#### Texte de lecture
Nicolas suit mon conseil et s'inscrit dans la foulée , je décide d'en faire de même , cela me fera deux 500 km route de préparation avec le Maroc, ce qui me semble une bonne approche. Ludo est malheureusement pour nous, mais heureusement pour lui, en vacances 😀 . Mais Eric decide de s'inscrire aussi, chic on sera trois ! Et même quatre, puisque Benjamin prévoit aussi de venir mais pour faire le 60 km avec ... son petit-fils en remorque , une première !
Comme toujours, les échanges sont nombreux en phase de préparation, c'est une phase très agréable des épreuves ultra où on essaie de penser à tout. Ne riez pas et Eric pourra en témoigner, en ultra chaque petit détail compte et l'expérience joue beaucoup pour ne pas avoir à gérer de galères durant l'épreuve. Ce type de parcours est tellement exigeant qu'il est préférable de pouvoir concentrer son énergie sur le fait d'avancer sans devoir gérer d'autres sujets en parallèle.
Je reconduis la configuration du Gravelman Maroc avec notamment la sacoche fullframe RestRap équipée d'un sac à eau Apidura de 3l dont je trouve l'utilisation ultra pratique. Et la contenance me permet de varier le remplissage en fonction des conditions : 1l à 1,5l de jour, mais 2l la nuit où les points d'eau sont plus dur à trouver. J'avais mis 3l au Maroc , mais la nuit durait 14h contre 8h seulement ici en Mai.
Je commence à bien connaitre les Gravelman, Steven et toute sa sympathique équipe. Toujours un plaisir un plaisir de retrouver cette grande famille dans une ambiance chaleureuse.
########
• **Consigne 1**:
Dans le récit du Gravelman, combien de litres d'eau sont prévus la nuit dans le sac à eau ?
• **Consigne 2**:
Poursuivez le récit du Gravelman après sa dernière phrase.
#### Listing
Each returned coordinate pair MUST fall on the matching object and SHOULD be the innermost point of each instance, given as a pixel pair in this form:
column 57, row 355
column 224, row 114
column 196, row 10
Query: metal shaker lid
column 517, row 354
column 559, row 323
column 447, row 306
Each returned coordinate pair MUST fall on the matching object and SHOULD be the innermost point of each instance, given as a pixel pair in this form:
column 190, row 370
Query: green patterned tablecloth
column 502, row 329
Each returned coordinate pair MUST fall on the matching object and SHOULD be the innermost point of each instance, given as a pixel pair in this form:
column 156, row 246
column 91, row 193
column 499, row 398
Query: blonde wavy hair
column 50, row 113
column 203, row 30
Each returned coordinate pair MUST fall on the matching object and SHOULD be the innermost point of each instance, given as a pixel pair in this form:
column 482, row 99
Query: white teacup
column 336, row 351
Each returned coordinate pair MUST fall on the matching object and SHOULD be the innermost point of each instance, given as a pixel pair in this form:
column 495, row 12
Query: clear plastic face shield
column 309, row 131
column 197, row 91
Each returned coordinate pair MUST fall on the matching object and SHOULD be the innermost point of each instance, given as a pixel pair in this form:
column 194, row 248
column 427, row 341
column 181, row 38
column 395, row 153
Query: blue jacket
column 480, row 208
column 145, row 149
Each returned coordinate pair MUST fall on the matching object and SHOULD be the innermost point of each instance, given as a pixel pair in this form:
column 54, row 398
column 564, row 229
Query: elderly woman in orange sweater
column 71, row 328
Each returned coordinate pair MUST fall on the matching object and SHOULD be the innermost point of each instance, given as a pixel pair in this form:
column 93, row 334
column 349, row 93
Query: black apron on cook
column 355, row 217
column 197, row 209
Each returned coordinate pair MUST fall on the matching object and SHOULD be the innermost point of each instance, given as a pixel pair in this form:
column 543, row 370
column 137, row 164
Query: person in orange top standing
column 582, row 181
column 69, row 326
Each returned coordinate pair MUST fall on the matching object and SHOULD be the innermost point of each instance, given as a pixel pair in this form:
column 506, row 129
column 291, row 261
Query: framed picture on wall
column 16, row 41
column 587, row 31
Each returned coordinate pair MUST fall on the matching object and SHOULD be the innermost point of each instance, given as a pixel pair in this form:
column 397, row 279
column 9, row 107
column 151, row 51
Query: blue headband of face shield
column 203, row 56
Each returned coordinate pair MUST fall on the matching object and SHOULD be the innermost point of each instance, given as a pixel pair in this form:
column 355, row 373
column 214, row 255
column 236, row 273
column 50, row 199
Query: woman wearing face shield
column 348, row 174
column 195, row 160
########
• **Réponse 1**:
Deux litres, car les points d'eau sont plus durs à trouver la nuit.

• **Réponse 2**:
J'ai réservé un gîte avec 3 chambres . Eric et Nicolas partent de Lyon pendant que je descend de Paris et nous nous retrouvons tous sur place le jeudi à 17h30 pour récupérer les balises GPS et le check des vélos.
La surprise du jour , c'est qu'en arrivant au gîte , la boite à clefs est bloquée pas moyen de l'ouvrir malgré 10 essais avec le propriétaire au téléphone. Heureusement, il nous envoie les secours qui arrivent en moins de 5 minutes pour nous donner une clef. Ouf !
Nicolas nous a concocté un delicieux gratin de pâtes. On remonte les vélos , quelques petits checks bien utiles puisque je découvre avec horreur que ma fidèle Klamp EXR1100 ne s'allume plus. J'avais déjà eu le souci la veille mais cela avait fini par marcher. Cette fois rien à faire. Je me rabats sur ma lampe de secours, mais la Klamp me manquera . Heureusement, Klamp me repondra dès le dimanche (!) , que la réparation est 100% prise en charge, ce sera donc ok pour la RAF.
Lever à 4h30 pour le petit dej, on quitte le gîte, range les affaires dans les voitures et nous filons au départ situé à 1k au camping de Charlieu ( 42 ) .
Café d'accueil , briefing de Steven et c'est parti ! Toujours un peu de confusion au départ puisqu'il y a 4 parcours qui partent en même temps ( 500 route et gravel. 350 route et gravel ) . Nicolas est à coté de moi , Eric juste derrière mais ensuite , nous ne le voyons plus. On le cherche sans trop comprendre ce qui se passe. Comme nous roulons dans un petit groupe qui file bon train mais à un rythme raisonnable , je me dis qu'il va forcément nous rattraper facilement.
Nous sommes une petite dizaine, ça roule un peu au dessus du rythme de référence que j'ai prévu mais ça reste très raisonnable, pas un souci si on roule quelques heures à ce tempo qui permet de bien avancer.
Si le rythme est tranquille sur le plat , l'homme de tête qui roule sur son vélotaf équipé d'un porte bagage appuie nettement plus fort dès que ça grimpe. Là encore, ça reste dans des zones qui ne demandent pas de forcer outre mesure mais mon GPS affiche 220W , loin des 160-180 qui sont mon objectif en montée pour arriver au bout des 8800 D+. Quand ça pousse trop fort, je lève le pied car ensuite, on le rattrape facilement sur le plat avec nos prolongateurs qui nous donnent un avantage aérodynamique.
Première grosse montée avec le col de la Croix du Sud.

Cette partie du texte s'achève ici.